-------- Records shown
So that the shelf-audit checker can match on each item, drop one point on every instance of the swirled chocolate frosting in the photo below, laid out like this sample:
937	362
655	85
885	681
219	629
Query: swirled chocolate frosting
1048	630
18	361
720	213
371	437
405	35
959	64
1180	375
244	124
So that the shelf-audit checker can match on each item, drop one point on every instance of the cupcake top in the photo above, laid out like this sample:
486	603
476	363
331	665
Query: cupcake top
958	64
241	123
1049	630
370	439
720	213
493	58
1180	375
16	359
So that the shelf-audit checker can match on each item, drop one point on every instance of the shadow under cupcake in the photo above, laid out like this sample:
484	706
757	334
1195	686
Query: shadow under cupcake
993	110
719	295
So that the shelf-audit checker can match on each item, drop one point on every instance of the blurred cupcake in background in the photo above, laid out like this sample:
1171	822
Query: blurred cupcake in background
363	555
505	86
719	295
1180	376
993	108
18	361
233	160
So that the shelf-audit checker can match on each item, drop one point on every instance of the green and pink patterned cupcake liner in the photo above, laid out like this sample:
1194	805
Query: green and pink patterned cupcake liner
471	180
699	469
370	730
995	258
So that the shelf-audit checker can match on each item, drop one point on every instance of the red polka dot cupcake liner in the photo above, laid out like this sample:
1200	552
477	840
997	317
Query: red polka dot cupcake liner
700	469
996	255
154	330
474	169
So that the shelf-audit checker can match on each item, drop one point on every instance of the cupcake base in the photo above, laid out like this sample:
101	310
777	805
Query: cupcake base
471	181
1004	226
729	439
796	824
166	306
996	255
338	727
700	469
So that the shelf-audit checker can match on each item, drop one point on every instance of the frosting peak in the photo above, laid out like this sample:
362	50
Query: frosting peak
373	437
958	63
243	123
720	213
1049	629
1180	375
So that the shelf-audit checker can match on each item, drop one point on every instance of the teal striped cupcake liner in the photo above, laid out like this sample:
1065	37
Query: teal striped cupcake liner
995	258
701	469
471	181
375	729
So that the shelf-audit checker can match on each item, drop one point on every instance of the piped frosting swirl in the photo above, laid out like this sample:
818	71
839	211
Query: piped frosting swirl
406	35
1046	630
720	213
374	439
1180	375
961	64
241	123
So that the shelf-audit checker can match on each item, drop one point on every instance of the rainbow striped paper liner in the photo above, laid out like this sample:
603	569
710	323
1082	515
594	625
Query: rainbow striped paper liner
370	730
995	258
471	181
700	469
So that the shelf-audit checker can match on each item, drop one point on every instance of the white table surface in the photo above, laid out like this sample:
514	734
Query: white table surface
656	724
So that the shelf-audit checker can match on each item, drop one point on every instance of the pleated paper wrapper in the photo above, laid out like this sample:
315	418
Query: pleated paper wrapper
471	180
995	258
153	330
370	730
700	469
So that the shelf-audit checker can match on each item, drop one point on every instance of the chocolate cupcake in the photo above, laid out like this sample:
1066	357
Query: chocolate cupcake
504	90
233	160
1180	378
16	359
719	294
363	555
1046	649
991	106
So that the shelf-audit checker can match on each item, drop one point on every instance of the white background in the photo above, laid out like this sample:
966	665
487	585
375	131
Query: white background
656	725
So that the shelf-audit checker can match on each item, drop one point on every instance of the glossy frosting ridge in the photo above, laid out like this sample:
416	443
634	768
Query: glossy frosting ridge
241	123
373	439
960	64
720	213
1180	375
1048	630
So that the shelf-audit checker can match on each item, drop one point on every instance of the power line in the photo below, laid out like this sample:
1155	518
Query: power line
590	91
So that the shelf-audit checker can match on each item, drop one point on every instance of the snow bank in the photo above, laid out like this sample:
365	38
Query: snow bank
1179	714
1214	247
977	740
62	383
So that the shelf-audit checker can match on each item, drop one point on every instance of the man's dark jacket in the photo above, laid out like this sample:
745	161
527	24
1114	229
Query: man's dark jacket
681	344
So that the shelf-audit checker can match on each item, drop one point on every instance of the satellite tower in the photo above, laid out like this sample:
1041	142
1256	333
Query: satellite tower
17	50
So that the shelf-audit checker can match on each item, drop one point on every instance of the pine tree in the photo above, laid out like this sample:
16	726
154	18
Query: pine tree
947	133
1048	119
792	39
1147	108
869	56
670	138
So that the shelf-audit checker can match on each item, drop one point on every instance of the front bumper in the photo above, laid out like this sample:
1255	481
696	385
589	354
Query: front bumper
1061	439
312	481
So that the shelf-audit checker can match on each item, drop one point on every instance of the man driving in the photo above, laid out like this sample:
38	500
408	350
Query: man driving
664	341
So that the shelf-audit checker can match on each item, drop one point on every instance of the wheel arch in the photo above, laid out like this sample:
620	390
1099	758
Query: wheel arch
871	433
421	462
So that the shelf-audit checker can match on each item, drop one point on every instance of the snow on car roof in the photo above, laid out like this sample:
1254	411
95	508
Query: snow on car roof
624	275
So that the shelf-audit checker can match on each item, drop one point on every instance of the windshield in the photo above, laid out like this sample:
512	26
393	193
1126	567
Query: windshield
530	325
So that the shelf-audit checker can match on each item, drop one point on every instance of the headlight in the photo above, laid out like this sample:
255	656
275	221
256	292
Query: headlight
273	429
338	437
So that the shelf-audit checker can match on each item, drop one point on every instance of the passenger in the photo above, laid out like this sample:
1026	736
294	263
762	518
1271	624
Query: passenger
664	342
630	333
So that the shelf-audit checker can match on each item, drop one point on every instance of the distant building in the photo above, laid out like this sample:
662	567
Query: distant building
----------------
*Description of the task*
Format each line of the entries above as a JSON list of strings, with one string per line and blank lines omitted.

*Answer for the task*
[
  "So that the shelf-audit checker can match on each item, drop one point on every instance of the swirled chocolate frosting in the photo below, laid out like this sample:",
  "937\t362",
  "655\t85",
  "885\t681",
  "219\t629",
  "Query: swirled chocolate frosting",
  "1048\t630",
  "18\t361",
  "720\t213",
  "371\t437",
  "405\t35",
  "959\t64",
  "1180\t375",
  "244\t124",
  "So that the shelf-audit checker can match on each item, drop one point on every instance of the cupcake top in the photo above, laid out like this sample:",
  "486\t603",
  "476\t363",
  "331\t665",
  "Query: cupcake top",
  "958\t64",
  "241\t123",
  "1049\t630",
  "370\t439",
  "720\t213",
  "493\t58",
  "1180\t375",
  "16\t359",
  "So that the shelf-audit checker can match on each item, drop one point on every instance of the shadow under cupcake in the photo above, laid out like this sample:",
  "484\t706",
  "757\t334",
  "1195\t686",
  "Query: shadow under cupcake",
  "993\t110",
  "719\t295",
  "So that the shelf-audit checker can match on each item, drop one point on every instance of the blurred cupcake in background in the photo above, laid out like this sample:",
  "1171\t822",
  "Query: blurred cupcake in background",
  "363\t555",
  "505\t86",
  "719\t295",
  "1180\t376",
  "993\t108",
  "18\t361",
  "233\t160",
  "So that the shelf-audit checker can match on each item, drop one point on every instance of the green and pink patterned cupcake liner in the photo above, laid out like this sample:",
  "1194\t805",
  "Query: green and pink patterned cupcake liner",
  "471\t180",
  "699\t469",
  "370\t730",
  "995\t258",
  "So that the shelf-audit checker can match on each item, drop one point on every instance of the red polka dot cupcake liner in the photo above, laid out like this sample:",
  "1200\t552",
  "477\t840",
  "997\t317",
  "Query: red polka dot cupcake liner",
  "700\t469",
  "996\t255",
  "154\t330",
  "474\t169",
  "So that the shelf-audit checker can match on each item, drop one point on every instance of the cupcake base in the photo above, laid out like this sample:",
  "101\t310",
  "777\t805",
  "Query: cupcake base",
  "471\t181",
  "1004\t226",
  "729\t439",
  "796\t824",
  "166\t306",
  "996\t255",
  "338\t727",
  "700\t469",
  "So that the shelf-audit checker can match on each item, drop one point on every instance of the frosting peak in the photo above, laid out like this sample:",
  "362\t50",
  "Query: frosting peak",
  "373\t437",
  "958\t63",
  "243\t123",
  "720\t213",
  "1049\t629",
  "1180\t375",
  "So that the shelf-audit checker can match on each item, drop one point on every instance of the teal striped cupcake liner in the photo above, laid out like this sample:",
  "1065\t37",
  "Query: teal striped cupcake liner",
  "995\t258",
  "701\t469",
  "471\t181",
  "375\t729",
  "So that the shelf-audit checker can match on each item, drop one point on every instance of the piped frosting swirl in the photo above, laid out like this sample:",
  "818\t71",
  "839\t211",
  "Query: piped frosting swirl",
  "406\t35",
  "1046\t630",
  "720\t213",
  "374\t439",
  "1180\t375",
  "961\t64",
  "241\t123",
  "So that the shelf-audit checker can match on each item, drop one point on every instance of the rainbow striped paper liner in the photo above, laid out like this sample:",
  "603\t569",
  "710\t323",
  "1082\t515",
  "594\t625",
  "Query: rainbow striped paper liner",
  "370\t730",
  "995\t258",
  "471\t181",
  "700\t469",
  "So that the shelf-audit checker can match on each item, drop one point on every instance of the white table surface in the photo above, laid out like this sample:",
  "514\t734",
  "Query: white table surface",
  "656\t724",
  "So that the shelf-audit checker can match on each item, drop one point on every instance of the pleated paper wrapper in the photo above, laid out like this sample:",
  "315\t418",
  "Query: pleated paper wrapper",
  "471\t180",
  "995\t258",
  "153\t330",
  "370\t730",
  "700\t469",
  "So that the shelf-audit checker can match on each item, drop one point on every instance of the chocolate cupcake in the photo above, laid out like this sample:",
  "1066\t357",
  "Query: chocolate cupcake",
  "504\t90",
  "233\t160",
  "1180\t378",
  "16\t359",
  "719\t294",
  "363\t555",
  "1046\t649",
  "991\t106",
  "So that the shelf-audit checker can match on each item, drop one point on every instance of the white background in the photo above, laid out like this sample:",
  "966\t665",
  "487\t585",
  "375\t131",
  "Query: white background",
  "656\t725",
  "So that the shelf-audit checker can match on each item, drop one point on every instance of the glossy frosting ridge in the photo above, laid out like this sample:",
  "416\t443",
  "634\t768",
  "Query: glossy frosting ridge",
  "241\t123",
  "373\t439",
  "960\t64",
  "720\t213",
  "1180\t375",
  "1048\t630",
  "So that the shelf-audit checker can match on each item, drop one point on every instance of the power line in the photo below, laid out like this sample:",
  "1155\t518",
  "Query: power line",
  "590\t91",
  "So that the shelf-audit checker can match on each item, drop one point on every instance of the snow bank in the photo above, laid out like this sample:",
  "365\t38",
  "Query: snow bank",
  "1179\t714",
  "1214\t247",
  "977\t740",
  "62\t383",
  "So that the shelf-audit checker can match on each item, drop one point on every instance of the man's dark jacket in the photo above, laid out like this sample:",
  "745\t161",
  "527\t24",
  "1114\t229",
  "Query: man's dark jacket",
  "681\t344",
  "So that the shelf-audit checker can match on each item, drop one point on every instance of the satellite tower in the photo above, laid out like this sample:",
  "1041\t142",
  "1256\t333",
  "Query: satellite tower",
  "17\t50",
  "So that the shelf-audit checker can match on each item, drop one point on every instance of the pine tree in the photo above, laid out like this sample:",
  "16\t726",
  "154\t18",
  "Query: pine tree",
  "947\t133",
  "1048\t119",
  "792\t39",
  "1147\t108",
  "869\t56",
  "670\t138",
  "So that the shelf-audit checker can match on each item, drop one point on every instance of the front bumper in the photo above, laid out like this sample:",
  "1255\t481",
  "696\t385",
  "589\t354",
  "Query: front bumper",
  "1061\t439",
  "312\t481",
  "So that the shelf-audit checker can match on each item, drop one point on every instance of the man driving in the photo above, laid out like this sample:",
  "38\t500",
  "408\t350",
  "Query: man driving",
  "664\t341",
  "So that the shelf-audit checker can match on each item, drop one point on every instance of the wheel arch in the photo above, laid out like this sample:",
  "620\t390",
  "1099\t758",
  "Query: wheel arch",
  "871\t433",
  "421\t462",
  "So that the shelf-audit checker can match on each item, drop one point on every instance of the snow on car roof in the photo above, laid out like this sample:",
  "1254\t411",
  "95\t508",
  "Query: snow on car roof",
  "624\t275",
  "So that the shelf-audit checker can match on each item, drop one point on every instance of the windshield in the photo above, laid out like this sample:",
  "512\t26",
  "393\t193",
  "1126\t567",
  "Query: windshield",
  "530\t325",
  "So that the shelf-audit checker can match on each item, drop one point on every instance of the headlight in the photo above, laid out like this sample:",
  "255\t656",
  "275\t221",
  "256\t292",
  "Query: headlight",
  "273\t429",
  "338\t437",
  "So that the shelf-audit checker can match on each item, drop one point on every instance of the passenger in the photo above, laid out like this sample:",
  "1026\t736",
  "294\t263",
  "762\t518",
  "1271\t624",
  "Query: passenger",
  "664\t342",
  "630\t333",
  "So that the shelf-audit checker can match on each item, drop one point on every instance of the distant building in the photo above, laid out like this sample:",
  "662\t567",
  "Query: distant building"
]